Problem set
**a)** In the Cena vs. Reigns forum thread, rewrite the part that opens with the words "Reigns vs Cena" and closes with "(Oct 5, 2015)", changing "Wrestlemania" to "SummerSlam".
**b)** Write what comes next in the Cena vs. Reigns forum thread, picking up after its final post.

Extract provided
►

Gift Of Jericho said:


> Lets not forget that Roman Reigns roasted the king of shit talking. just saying...


LOL "roasted". That response was embarrassing, but not to the intended target.


----------



## IronMan8 (Dec 25, 2015)

If they booked Cena to get the upperhand verbally before the match, it's because Roman would be going over. Cena would actually do a great job of setting Roman up for a big face victory.

But not yet.

Both men are yet to face Taker and Roman isn't at his peak like Cena was when he faced The Rock. 

Reigns vs Cena should happen in 2-5 years when they can promote it as "the greatest Wrestlemania main event of all time" and then do a sequel.


----------



## Dolorian (Oct 5, 2015)

*Re: Cena vs. Reigns clashing on twitter*



Negan said:


> Other than the part timer digs that has already been done to Cena on SD, what could they possibly write for Roman that would equal the stuff Cena can say about Roman?


What do you think Cena can say about Reigns?


----------



## Sufferin Succotash (Jan 29, 2015)

The Caped Crusader said:


> We can just look at the WM26 fued between him and Batista.
> 
> Batista is obviously not as comfortable on the mic as Cena is. That entire fued consisted of him shitting on Cena and his fans, and the only verbal confrontations they had involved Batista getting the upper hand on him verbally or mocking him. What do we learn here?
> 
> ...


Yeah all the shit was scripted. In WWE, everyone has their lines. The rock from satellite with the fruity pebbles jokes was scripted, the rock isn't some genius shit talker. On TV these are just actors reading out his script, written by someone . Only thing they can do is affect the delivery of what they're given to work with. 
People forget this shit is fake. Bayley could bury the rock, Cena, and anyone on the mic live if they script it that way and she can deliver accordingly


----------



## ★Th0t Patr0L★ (Oct 22, 2013)

Put them in a tuxedo match imho


----------



## Architect-Rollins (Apr 3, 2016)

*Re: Cena vs. Reigns clashing on twitter*



Dolorian said:


> What do you think Cena can say about Reigns?


Without sounding like a giant hypocrite too.


----------



## Mr.Amazing5441 (Jun 20, 2015)

*Re: Cena vs. Reigns clashing on twitter*



Architect-Rollins said:


> Without sounding like a giant hypocrite too.


That Cena has more charisma in his pinky finger than Roman has had i his existence.


I kid.


----------



## Gift Of Jericho (May 5, 2016)

*Re: Cena vs. Reigns clashing on twitter*



Kostic said:


> LOL "roasted". That response was embarrassing, but not to the intended target.


Oh really. why did he have no comeback for it then ?

◄

Entries shown

►

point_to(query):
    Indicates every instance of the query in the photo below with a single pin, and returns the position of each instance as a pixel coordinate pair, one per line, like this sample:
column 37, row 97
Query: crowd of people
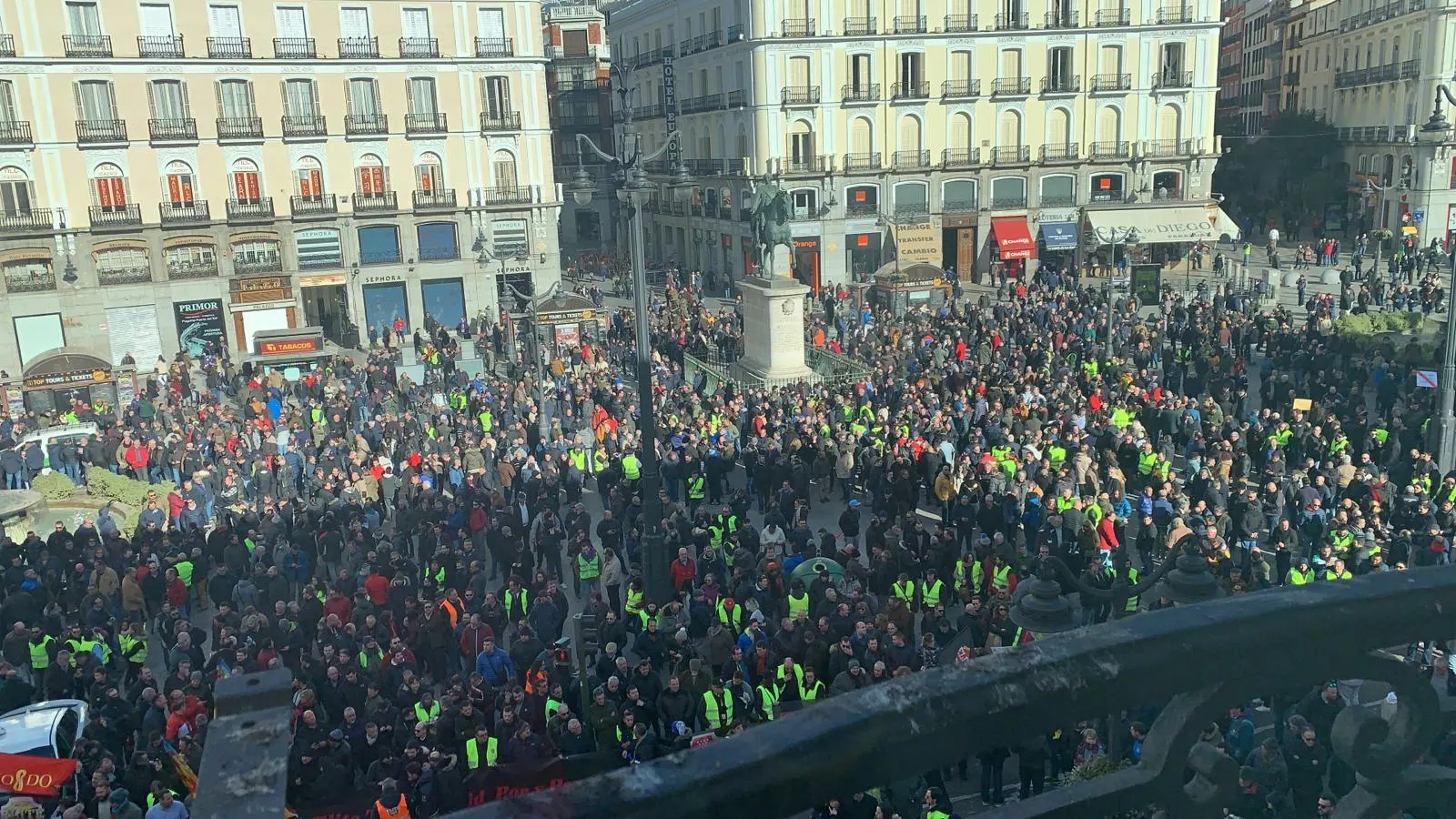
column 412, row 551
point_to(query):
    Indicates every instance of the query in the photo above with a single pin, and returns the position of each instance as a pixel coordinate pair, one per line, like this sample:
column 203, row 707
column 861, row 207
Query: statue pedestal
column 772, row 329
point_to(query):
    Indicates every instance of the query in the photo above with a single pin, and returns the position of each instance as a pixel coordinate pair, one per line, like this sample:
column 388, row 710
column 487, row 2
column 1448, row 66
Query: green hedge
column 57, row 486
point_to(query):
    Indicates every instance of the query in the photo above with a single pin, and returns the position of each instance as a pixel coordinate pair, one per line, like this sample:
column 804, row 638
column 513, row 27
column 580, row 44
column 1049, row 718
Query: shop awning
column 1158, row 225
column 1059, row 235
column 1012, row 237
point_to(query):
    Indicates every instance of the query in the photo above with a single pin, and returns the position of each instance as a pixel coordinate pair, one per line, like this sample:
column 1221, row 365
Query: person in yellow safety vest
column 480, row 745
column 932, row 591
column 1300, row 573
column 717, row 707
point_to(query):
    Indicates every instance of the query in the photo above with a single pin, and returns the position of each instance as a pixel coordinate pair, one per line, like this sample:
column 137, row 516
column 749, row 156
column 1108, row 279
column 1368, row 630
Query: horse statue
column 771, row 220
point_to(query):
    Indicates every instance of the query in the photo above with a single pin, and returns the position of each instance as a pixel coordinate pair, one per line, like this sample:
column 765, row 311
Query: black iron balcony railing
column 376, row 201
column 296, row 48
column 366, row 123
column 1012, row 22
column 317, row 205
column 961, row 157
column 419, row 48
column 487, row 47
column 800, row 95
column 910, row 159
column 963, row 22
column 910, row 91
column 359, row 48
column 1110, row 150
column 427, row 123
column 230, row 48
column 797, row 26
column 1062, row 84
column 86, row 46
column 239, row 127
column 1012, row 155
column 960, row 87
column 15, row 133
column 160, row 47
column 1060, row 153
column 1011, row 86
column 91, row 131
column 1172, row 79
column 186, row 213
column 306, row 126
column 500, row 121
column 433, row 200
column 1103, row 84
column 172, row 130
column 909, row 25
column 1062, row 19
column 116, row 216
column 249, row 210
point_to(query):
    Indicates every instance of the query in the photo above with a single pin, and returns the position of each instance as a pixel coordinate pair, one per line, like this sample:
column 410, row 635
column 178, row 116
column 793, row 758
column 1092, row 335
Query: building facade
column 177, row 169
column 919, row 131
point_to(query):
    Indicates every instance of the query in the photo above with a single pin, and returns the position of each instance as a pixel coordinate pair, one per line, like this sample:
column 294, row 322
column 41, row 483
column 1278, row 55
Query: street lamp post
column 1436, row 130
column 635, row 189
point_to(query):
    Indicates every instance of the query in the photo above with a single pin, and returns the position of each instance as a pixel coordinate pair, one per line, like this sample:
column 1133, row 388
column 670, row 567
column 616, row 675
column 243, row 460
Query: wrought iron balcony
column 1172, row 79
column 359, row 48
column 1012, row 22
column 864, row 92
column 239, row 127
column 427, row 123
column 92, row 131
column 434, row 200
column 172, row 130
column 230, row 47
column 1103, row 84
column 1063, row 84
column 963, row 22
column 494, row 47
column 186, row 213
column 961, row 157
column 366, row 123
column 797, row 26
column 419, row 48
column 317, row 205
column 295, row 48
column 500, row 121
column 1014, row 155
column 1060, row 153
column 116, row 216
column 800, row 95
column 1011, row 86
column 86, row 46
column 306, row 126
column 1110, row 150
column 910, row 91
column 909, row 159
column 909, row 25
column 251, row 210
column 160, row 47
column 376, row 203
column 15, row 133
column 28, row 220
column 951, row 89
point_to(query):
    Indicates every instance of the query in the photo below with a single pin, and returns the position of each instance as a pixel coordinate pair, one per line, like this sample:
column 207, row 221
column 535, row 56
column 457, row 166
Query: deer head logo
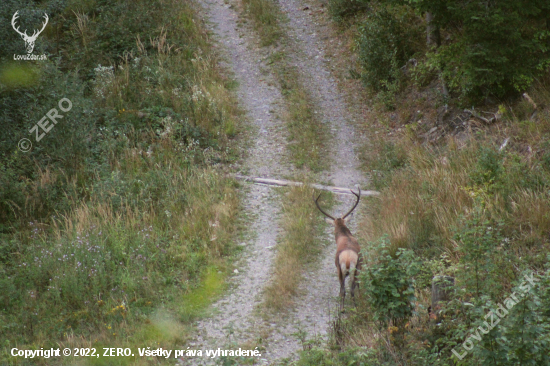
column 29, row 40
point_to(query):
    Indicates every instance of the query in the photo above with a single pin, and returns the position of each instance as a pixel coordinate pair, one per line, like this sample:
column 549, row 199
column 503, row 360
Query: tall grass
column 117, row 227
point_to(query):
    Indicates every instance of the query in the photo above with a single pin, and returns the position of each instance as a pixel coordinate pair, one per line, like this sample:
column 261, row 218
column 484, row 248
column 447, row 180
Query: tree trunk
column 433, row 37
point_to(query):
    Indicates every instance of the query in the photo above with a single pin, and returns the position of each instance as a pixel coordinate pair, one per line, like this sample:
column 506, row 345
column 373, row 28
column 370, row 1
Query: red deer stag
column 348, row 258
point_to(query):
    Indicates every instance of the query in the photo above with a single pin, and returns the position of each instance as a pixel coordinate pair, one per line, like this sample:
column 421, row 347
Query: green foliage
column 479, row 242
column 117, row 210
column 387, row 281
column 387, row 39
column 495, row 48
column 348, row 357
column 510, row 331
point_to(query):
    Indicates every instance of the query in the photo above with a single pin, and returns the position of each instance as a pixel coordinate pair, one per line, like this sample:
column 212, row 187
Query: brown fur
column 347, row 251
column 348, row 254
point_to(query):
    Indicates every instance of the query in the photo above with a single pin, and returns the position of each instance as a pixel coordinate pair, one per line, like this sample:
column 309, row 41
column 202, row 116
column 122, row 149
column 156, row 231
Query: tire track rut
column 267, row 158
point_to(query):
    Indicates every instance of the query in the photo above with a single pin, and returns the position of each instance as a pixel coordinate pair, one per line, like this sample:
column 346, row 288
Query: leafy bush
column 387, row 281
column 387, row 39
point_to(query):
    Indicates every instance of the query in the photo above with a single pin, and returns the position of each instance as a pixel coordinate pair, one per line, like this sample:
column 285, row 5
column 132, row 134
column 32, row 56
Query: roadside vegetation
column 459, row 148
column 117, row 226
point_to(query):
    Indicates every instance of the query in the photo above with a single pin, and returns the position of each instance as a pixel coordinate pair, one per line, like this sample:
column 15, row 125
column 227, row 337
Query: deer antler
column 356, row 203
column 35, row 35
column 25, row 35
column 13, row 19
column 319, row 207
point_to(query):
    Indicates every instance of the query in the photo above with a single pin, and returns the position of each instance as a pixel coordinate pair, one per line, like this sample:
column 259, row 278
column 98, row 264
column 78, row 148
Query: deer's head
column 29, row 40
column 340, row 222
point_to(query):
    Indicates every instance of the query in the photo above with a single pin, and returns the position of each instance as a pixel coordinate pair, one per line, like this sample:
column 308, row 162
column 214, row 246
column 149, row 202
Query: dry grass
column 298, row 248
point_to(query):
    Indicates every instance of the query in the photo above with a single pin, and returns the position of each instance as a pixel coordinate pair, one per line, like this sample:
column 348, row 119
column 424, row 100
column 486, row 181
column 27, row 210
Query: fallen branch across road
column 285, row 183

◄

Outputs by task
**a)**
Reigns vs Cena should happen in 2-5 years when they can promote it as "the greatest SummerSlam main event of all time" and then do a sequel.


----------



## Dolorian (Oct 5, 2015)

**b)**
The only one embarrassing in this scenario is the 150 pound pikey thinking he can take on the world because he dominates midgets.


----------



## The Boy Wonder (Mar 29, 2008)

These are my two favorite wrestlers. I'm wondering if this is a work OR if Cena is trying to get a match with Roman at this year's WM, or next year. It got people talking and that's all that matters.


----------



## Wynter (Nov 19, 2013)

*Re: Cena vs. Reigns clashing on twitter*



Dolorian said:


> What do you think Cena can say about Reigns?


Depends if they do another "shoot" style feud. 

His failure as a top guy. The rejection from the fans. Not living up to the hype. How he could never fill Cena's shoes. His talent level compared to other wreslters. I don't know if they'd go with the "wrestling was your second choice, you're just in it got the money" angle. I doubt they'd touch the suspension thing, but they already acknowledged that on TV so who knows. It would be easy to compare Roman to his ex Shield mates too. 

Shit like that. But again, thats me assuming they'd go for a "shoot" style with these two. I just feel it would be one sided because I don't think Roman has much on Cena to target. Especially anything that hasn't been said.

As I said, I can end up surprised and they have something good for Roman to say. In my opinion, Roman's strong point in the feud would be the physicality he could bring depending on the role they put him in. Because I think him beating the shit out of Cena would do more for him than what he says on the mic. 

Roman's delivery and acting skills are rough. But, that can very well have to do with the shitty character he's in though. 

They've scripted Dean and AJ to have some one liners against Cena on SD, but I still think Cena outshines them during the verbal exchanges regardless. That's my opinion though. Delivery and confidence on the mic does go a long way to me, something Roman lacks at the moment.


----------



## wwe9391 (Aug 31, 2016)

The Boy Wonder said:


> These are my two favorite wrestlers. I'm wondering if this is a work OR if Cena is trying to get a match with Roman at this year's WM, or next year. It got people talking and that's all that matters.


Probably next year. This year it has to be Cena vs Undertaker.


----------



## The Bloodline (Jan 3, 2012)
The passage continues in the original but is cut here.